§ Document
# # #
It was great to see Lloyd Robertson and Craig Oliver back on election night

Retired anchor Peter Mansbridge fared a little better on CBC, seated an area code away from Barton and next to always welcome Bob Rae. Once an hour, Barton would give Mansbridge 60 seconds and if you just strung those four or five minutes together, you got everything you needed to know about Monday’s election.

It was astonishing, as Mansbridge weighed in, that, despite a terrible year that included the SNC Lavalin scandal, the bungled demotion of cabinet members, the black AND brown face humiliations, Trudeau still emerged as the prime minister of a fairly strong minority. Mansbridge also pointed out that Trudeau had damn well better seize the day with a humble, inclusive speech.  When the prime minister did not even come close to doing so, Mansbridge shook his head and pointed out how all of the leader’s podium moments were not worth staying up for. Sad but true.

One could not help but think of Trudeau’s dad. There was no “The universe is unfolding…” or “Welcome to the 1980s” Monday night from Justin. Just a fractured map of many colours.

Although it was fun watching Jagmeet Singh do the jump jump wedding thing as he and his bride entered their hall. If only he stuck to that. Instead, he spoke so long, without saying anything, he made Patriots coach Bill Belichick seem like a blabbermouth.

After Singh started jumping, both Scheer and Trudeau bulled ahead and climbed on their own stages. Things got very WWE. That shot of three leaders giving three speeches in three different convention centres at the same time was the defining moment of a chaotic and unsatisfactory night.

“Woo-woo-woo-woo nyuk nyuk nyuk soitenly soitenly….”

Then we thought we’d lost Barton. As Trudeau bounded off stage, we heard her back in the studio, barking up a lung. Had Mansbridge hidden all the water? She squeaked out something about getting over strep throat. Next studio shot, all the desks have been moved six feet away from the middle.
# # #
§ Provided material
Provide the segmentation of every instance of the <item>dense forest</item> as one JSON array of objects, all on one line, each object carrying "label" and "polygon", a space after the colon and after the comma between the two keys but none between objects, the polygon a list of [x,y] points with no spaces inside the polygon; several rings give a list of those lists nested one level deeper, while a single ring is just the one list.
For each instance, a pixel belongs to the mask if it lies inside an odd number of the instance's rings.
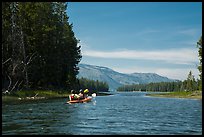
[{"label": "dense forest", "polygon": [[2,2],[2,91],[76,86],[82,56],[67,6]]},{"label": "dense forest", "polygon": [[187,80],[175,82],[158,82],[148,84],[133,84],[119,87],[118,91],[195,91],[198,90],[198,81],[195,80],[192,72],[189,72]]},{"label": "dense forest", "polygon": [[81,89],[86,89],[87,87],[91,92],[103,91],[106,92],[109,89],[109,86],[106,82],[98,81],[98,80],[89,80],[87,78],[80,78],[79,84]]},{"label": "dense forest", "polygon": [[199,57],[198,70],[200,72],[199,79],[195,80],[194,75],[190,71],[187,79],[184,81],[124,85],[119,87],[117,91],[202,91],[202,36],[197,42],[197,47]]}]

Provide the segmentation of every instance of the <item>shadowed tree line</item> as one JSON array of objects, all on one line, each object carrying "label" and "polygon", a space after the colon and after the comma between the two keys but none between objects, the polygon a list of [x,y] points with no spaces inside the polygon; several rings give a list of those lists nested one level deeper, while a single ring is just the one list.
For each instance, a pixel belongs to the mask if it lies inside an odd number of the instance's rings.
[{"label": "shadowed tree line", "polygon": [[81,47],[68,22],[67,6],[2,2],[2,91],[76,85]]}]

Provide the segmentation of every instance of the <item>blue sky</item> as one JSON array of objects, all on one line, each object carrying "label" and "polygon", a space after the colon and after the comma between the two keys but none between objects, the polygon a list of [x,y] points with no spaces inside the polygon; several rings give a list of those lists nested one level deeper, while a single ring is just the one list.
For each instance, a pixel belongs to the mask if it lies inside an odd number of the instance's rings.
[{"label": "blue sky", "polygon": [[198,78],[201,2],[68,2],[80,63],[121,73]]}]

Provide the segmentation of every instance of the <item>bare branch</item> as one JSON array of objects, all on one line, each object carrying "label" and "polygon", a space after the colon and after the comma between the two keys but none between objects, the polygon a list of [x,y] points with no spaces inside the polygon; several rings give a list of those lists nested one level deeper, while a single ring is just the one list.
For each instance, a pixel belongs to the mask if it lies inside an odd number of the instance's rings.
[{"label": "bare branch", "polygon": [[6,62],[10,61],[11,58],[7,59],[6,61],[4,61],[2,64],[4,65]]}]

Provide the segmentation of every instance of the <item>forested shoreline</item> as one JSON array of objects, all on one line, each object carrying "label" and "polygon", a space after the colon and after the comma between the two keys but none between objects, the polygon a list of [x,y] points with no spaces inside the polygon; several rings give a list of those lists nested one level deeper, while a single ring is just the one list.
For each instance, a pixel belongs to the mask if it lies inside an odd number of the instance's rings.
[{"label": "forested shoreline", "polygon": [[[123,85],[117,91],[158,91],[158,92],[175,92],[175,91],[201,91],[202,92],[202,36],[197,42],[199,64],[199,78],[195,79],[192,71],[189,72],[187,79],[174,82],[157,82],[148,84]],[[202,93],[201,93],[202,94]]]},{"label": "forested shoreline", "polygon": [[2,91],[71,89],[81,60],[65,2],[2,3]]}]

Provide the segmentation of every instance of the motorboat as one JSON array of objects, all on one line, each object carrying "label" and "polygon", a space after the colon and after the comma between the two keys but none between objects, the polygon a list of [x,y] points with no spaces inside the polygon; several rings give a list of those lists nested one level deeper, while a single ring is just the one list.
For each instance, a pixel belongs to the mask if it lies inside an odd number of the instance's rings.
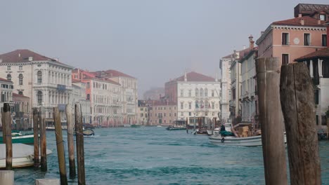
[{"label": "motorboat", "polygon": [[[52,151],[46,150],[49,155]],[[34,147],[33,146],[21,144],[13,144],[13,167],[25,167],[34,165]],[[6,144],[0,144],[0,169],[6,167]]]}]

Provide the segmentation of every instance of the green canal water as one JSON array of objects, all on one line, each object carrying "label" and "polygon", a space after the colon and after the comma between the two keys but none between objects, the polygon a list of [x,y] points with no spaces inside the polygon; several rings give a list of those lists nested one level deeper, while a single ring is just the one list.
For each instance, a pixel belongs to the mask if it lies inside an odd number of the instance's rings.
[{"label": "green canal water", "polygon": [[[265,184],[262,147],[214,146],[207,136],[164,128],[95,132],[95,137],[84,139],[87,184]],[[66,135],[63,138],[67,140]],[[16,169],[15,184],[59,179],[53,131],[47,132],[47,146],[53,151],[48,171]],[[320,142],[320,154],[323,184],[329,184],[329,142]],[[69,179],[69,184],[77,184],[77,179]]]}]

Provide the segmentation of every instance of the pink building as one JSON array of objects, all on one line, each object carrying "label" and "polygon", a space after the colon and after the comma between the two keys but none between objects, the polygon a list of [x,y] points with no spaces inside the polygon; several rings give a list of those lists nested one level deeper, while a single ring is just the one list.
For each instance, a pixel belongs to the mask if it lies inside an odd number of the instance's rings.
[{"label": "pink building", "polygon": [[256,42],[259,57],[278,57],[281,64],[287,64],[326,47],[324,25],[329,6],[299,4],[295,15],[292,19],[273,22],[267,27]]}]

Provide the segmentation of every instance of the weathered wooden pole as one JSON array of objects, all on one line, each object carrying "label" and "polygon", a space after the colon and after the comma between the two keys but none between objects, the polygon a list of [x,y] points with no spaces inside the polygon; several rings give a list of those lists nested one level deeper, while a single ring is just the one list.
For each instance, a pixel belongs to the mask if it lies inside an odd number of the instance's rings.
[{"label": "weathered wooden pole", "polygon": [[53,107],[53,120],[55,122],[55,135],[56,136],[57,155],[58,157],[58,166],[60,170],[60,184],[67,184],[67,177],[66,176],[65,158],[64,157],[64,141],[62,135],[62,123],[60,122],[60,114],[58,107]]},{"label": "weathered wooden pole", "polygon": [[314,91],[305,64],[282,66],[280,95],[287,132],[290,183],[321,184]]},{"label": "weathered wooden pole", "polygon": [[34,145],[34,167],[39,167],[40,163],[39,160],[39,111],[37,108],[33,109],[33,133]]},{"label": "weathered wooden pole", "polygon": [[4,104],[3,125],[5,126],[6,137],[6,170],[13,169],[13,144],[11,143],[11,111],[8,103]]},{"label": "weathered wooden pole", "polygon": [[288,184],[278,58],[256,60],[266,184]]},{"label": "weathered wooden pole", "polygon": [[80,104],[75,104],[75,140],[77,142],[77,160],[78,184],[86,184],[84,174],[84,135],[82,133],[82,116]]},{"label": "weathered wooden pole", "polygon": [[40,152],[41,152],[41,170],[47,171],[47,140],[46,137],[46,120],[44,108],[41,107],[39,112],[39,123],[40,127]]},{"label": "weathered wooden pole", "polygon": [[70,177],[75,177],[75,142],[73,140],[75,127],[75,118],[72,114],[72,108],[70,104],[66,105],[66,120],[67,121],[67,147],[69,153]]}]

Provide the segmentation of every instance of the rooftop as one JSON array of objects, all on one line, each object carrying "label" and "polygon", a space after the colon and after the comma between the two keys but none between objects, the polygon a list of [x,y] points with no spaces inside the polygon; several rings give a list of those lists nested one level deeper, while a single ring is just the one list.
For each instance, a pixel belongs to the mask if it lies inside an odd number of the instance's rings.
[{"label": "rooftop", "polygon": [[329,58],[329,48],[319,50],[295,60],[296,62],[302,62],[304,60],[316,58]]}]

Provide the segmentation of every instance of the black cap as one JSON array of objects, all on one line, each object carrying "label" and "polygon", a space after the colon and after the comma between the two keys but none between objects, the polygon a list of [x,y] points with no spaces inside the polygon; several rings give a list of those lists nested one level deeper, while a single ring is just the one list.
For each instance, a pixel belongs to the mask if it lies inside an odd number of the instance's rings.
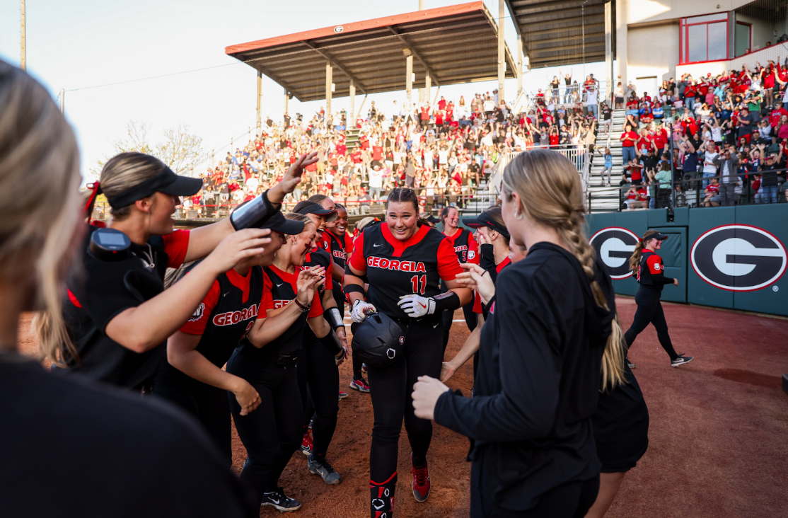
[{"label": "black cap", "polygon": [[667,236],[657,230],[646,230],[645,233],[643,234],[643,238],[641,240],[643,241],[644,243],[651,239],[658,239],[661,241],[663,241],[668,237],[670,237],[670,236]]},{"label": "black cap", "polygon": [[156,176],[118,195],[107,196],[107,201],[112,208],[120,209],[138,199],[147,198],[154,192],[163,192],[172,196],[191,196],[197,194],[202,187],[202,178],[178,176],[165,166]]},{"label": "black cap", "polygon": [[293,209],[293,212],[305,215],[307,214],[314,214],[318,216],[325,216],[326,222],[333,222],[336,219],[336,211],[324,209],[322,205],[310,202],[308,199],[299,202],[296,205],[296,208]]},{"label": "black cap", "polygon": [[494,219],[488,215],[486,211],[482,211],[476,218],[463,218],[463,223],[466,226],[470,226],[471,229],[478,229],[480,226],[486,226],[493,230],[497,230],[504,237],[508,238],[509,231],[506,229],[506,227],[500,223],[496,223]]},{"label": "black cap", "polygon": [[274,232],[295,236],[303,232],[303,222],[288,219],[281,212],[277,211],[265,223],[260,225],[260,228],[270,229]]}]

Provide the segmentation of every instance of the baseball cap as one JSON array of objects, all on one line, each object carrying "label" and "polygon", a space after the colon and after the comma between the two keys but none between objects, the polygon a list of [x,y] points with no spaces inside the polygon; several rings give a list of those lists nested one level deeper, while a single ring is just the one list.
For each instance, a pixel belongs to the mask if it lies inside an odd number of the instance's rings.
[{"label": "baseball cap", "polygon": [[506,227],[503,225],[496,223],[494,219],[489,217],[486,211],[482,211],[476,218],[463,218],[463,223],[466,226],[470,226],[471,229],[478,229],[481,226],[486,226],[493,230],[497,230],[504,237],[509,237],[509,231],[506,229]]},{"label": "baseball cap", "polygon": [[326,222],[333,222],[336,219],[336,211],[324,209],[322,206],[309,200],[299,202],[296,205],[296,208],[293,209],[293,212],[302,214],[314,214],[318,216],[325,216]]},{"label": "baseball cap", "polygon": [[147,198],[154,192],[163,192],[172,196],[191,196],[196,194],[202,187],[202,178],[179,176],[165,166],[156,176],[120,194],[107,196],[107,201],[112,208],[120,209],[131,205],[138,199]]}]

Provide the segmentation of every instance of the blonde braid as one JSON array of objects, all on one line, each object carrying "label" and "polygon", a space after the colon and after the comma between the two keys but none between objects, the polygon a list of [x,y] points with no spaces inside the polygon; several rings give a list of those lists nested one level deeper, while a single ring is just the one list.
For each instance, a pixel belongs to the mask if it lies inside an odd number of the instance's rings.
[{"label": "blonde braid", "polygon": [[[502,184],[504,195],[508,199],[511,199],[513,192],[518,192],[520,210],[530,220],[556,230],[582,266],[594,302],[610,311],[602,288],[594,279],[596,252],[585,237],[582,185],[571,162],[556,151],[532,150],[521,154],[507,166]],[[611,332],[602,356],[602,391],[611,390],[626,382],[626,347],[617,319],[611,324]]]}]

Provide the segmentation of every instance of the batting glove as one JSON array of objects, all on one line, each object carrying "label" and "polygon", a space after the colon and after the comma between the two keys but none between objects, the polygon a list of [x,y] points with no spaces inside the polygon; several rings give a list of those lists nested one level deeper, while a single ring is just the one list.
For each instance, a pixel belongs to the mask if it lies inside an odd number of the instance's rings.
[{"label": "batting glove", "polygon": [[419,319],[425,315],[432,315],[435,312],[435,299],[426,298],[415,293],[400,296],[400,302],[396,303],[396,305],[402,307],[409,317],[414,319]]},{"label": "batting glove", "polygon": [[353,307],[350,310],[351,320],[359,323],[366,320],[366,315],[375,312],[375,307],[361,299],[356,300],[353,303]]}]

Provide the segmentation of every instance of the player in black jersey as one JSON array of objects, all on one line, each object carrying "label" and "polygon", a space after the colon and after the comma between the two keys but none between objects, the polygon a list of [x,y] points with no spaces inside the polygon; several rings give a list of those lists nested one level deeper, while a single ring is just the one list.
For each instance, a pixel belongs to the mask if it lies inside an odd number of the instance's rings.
# # #
§ Objective
Write out the election-night column word for word, everything from "One could not" down to "of many colours.". The records have nothing to do with what comes next.

§ Correct response
One could not help but think of Trudeau’s dad. There was no “The universe is unfolding…” or “Welcome to the 1980s” Monday night from Justin. Just a fractured map of many colours.